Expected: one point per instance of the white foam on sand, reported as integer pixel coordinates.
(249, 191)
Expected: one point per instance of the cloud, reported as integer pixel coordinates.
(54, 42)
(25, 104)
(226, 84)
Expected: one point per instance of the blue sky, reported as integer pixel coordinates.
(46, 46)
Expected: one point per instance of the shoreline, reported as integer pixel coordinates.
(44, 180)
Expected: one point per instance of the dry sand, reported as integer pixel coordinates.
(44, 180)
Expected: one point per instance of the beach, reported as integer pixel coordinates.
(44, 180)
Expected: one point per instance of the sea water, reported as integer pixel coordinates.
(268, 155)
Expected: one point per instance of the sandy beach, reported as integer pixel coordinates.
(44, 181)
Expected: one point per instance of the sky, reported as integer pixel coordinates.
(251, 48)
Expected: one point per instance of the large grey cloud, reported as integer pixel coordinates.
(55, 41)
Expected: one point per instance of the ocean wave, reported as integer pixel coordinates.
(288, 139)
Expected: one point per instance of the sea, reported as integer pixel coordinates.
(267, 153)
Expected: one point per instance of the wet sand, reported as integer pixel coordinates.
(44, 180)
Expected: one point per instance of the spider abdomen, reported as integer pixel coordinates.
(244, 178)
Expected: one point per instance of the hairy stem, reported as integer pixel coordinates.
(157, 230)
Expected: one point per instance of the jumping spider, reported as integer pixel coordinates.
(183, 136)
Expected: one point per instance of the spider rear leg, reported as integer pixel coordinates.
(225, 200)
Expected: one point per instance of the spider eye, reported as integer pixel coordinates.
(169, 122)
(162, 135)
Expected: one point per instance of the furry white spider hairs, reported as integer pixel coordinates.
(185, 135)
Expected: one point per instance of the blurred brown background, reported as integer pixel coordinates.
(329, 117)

+ + + +

### Exercise
Retype the listing above in full, exactly as it stands.

### Answer section
Expected: one point per instance of the white foam on sand, reported as integer pixel coordinates.
(249, 191)
Expected: one point per instance of the cloud, reported as integer pixel coordinates.
(54, 42)
(25, 104)
(226, 84)
Expected: one point per instance of the blue sky, reported as integer pixel coordinates.
(46, 46)
Expected: one point per instance of the shoreline, reported as integer pixel coordinates.
(44, 180)
Expected: one point per instance of the dry sand, reported as integer pixel coordinates.
(44, 180)
Expected: one point per instance of the beach, reported as integer pixel coordinates.
(44, 180)
Expected: one point per instance of the sea water, reported as integer pixel coordinates.
(268, 155)
Expected: one point per instance of the sandy beach, reported as integer pixel coordinates.
(44, 181)
Expected: one point per instance of the sky, reported as integer pixel coordinates.
(251, 48)
Expected: one point per instance of the large grey cloud, reported as integer pixel coordinates.
(55, 41)
Expected: one point per instance of the ocean wave, reported as integer pixel coordinates.
(288, 139)
Expected: one point per instance of the sea, reported as integer pixel coordinates.
(267, 153)
Expected: one point per instance of the wet sand, reported as integer pixel coordinates.
(44, 180)
Expected: one point per instance of the spider abdomen, reported as integer pixel coordinates.
(244, 178)
Expected: one point per instance of the hairy stem, reported as integer pixel coordinates.
(157, 230)
Expected: one point per instance of the jumping spider, reported as integer pixel coordinates.
(183, 136)
Expected: one point per instance of the spider rear leg, reported as integer pixel coordinates.
(225, 200)
Expected: one point per instance of the spider eye, reported as integer pixel coordinates.
(169, 122)
(162, 135)
Expected: one point per instance of the furry white spider hairs, reported as integer pixel coordinates.
(185, 135)
Expected: one point per instance of the blurred brown background, reported as integer pixel coordinates.
(329, 117)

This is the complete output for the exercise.